◆ INSTRUCTION:
Can you rewrite the listing below, replacing "rubber tree" with "palm tree" and leaving everything else unchanged?

◆ ROWS:
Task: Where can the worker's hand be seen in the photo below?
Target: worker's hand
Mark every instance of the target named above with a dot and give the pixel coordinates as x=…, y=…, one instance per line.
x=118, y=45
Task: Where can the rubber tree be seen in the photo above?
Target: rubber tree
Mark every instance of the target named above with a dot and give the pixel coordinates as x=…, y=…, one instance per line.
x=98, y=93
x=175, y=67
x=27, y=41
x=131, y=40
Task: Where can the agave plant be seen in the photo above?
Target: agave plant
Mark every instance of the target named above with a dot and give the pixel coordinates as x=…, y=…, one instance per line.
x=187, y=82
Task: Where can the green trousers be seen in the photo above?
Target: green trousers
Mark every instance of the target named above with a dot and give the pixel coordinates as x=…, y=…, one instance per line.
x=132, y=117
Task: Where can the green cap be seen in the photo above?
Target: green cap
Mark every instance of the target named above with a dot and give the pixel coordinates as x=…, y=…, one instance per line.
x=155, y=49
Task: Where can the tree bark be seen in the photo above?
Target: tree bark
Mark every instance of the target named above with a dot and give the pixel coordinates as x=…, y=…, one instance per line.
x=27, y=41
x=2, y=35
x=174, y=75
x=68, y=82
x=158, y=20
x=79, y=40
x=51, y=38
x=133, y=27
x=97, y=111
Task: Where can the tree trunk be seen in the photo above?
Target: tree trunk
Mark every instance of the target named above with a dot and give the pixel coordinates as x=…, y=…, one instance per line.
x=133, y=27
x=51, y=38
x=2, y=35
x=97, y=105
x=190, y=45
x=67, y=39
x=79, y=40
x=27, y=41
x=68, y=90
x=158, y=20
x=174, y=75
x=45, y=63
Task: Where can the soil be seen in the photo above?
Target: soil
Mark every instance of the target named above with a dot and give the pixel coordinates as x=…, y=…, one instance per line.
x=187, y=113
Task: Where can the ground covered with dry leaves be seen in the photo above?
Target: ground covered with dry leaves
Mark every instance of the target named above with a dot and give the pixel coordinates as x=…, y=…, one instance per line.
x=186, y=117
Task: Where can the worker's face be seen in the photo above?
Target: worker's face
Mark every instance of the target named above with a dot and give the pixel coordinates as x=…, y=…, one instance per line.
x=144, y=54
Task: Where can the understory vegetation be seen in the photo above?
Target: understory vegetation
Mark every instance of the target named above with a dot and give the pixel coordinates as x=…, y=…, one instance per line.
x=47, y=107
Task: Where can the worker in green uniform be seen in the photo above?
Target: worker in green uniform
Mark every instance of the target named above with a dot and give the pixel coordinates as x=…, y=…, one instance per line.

◆ OUTPUT OF THE EXERCISE:
Task: Where can the worker's hand be seen in the photo below?
Target: worker's hand
Mark every instance of the target named above with a dot and give the pixel coordinates as x=…, y=…, one instance per line.
x=118, y=45
Task: Where can the palm tree be seen in the photo above?
Target: palm tree
Mark every instance of the target named above with a dot and give the pixel coordinates as x=…, y=…, one instance per line.
x=98, y=93
x=175, y=67
x=27, y=41
x=131, y=40
Task: Where can the agave plant be seen in the photo above?
Target: agave plant
Mark every instance of the target named above with a dot and give the pixel coordinates as x=…, y=…, one instance per line.
x=187, y=82
Task: Where can the green trousers be seen in the photo above?
Target: green trousers
Mark every instance of the target named above with a dot and give the pixel coordinates as x=…, y=…, one instance per line.
x=132, y=117
Task: Where can the green cap be seen in the photo above?
Target: green cap
Mark every instance of the target named above with a dot and give the pixel coordinates as x=…, y=…, one instance per line.
x=155, y=49
Task: Where can the tree bark be seen in the photo above?
Target: tree bark
Mark every instance of the target named above with a dot and give the pixel coordinates as x=…, y=…, one instance per line.
x=27, y=41
x=2, y=35
x=174, y=75
x=68, y=82
x=158, y=20
x=79, y=40
x=51, y=38
x=133, y=27
x=97, y=111
Task: Where can the tree trunk be seen in the photo above?
Target: tree trunk
Mark every instance of the target named above with a dot and give the pixel coordinates as x=…, y=…, one instance per line.
x=133, y=27
x=51, y=38
x=2, y=35
x=97, y=105
x=190, y=45
x=67, y=39
x=79, y=40
x=27, y=41
x=68, y=90
x=158, y=20
x=174, y=75
x=45, y=63
Task: Where can the soil be seen in the photo above?
Target: soil
Mark every instance of the target named above with a dot and give the pixel coordinates as x=…, y=…, one instance per line.
x=187, y=113
Task: Where can the ground covered with dry leaves be seen in the photo above?
Target: ground covered with dry leaves
Mark every instance of the target named above with a dot and give the pixel coordinates as x=…, y=…, one instance per line.
x=186, y=117
Task: Where can the worker's face be seen in the photo above?
Target: worker's face
Mark every instance of the target named above with a dot and give the pixel coordinates as x=…, y=…, one instance per line.
x=144, y=54
Task: Where can the understory vegetation be seen in the photo above?
Target: understory vegetation
Mark every instance of the target named above with a dot and give the pixel coordinates as x=…, y=…, one instance per line.
x=47, y=107
Task: Where can the worker in green uniform be seen in the photo above?
Target: worker in green uniform
Mark every instance of the target named above with a dot and give the pixel coordinates as x=…, y=…, one instance per line.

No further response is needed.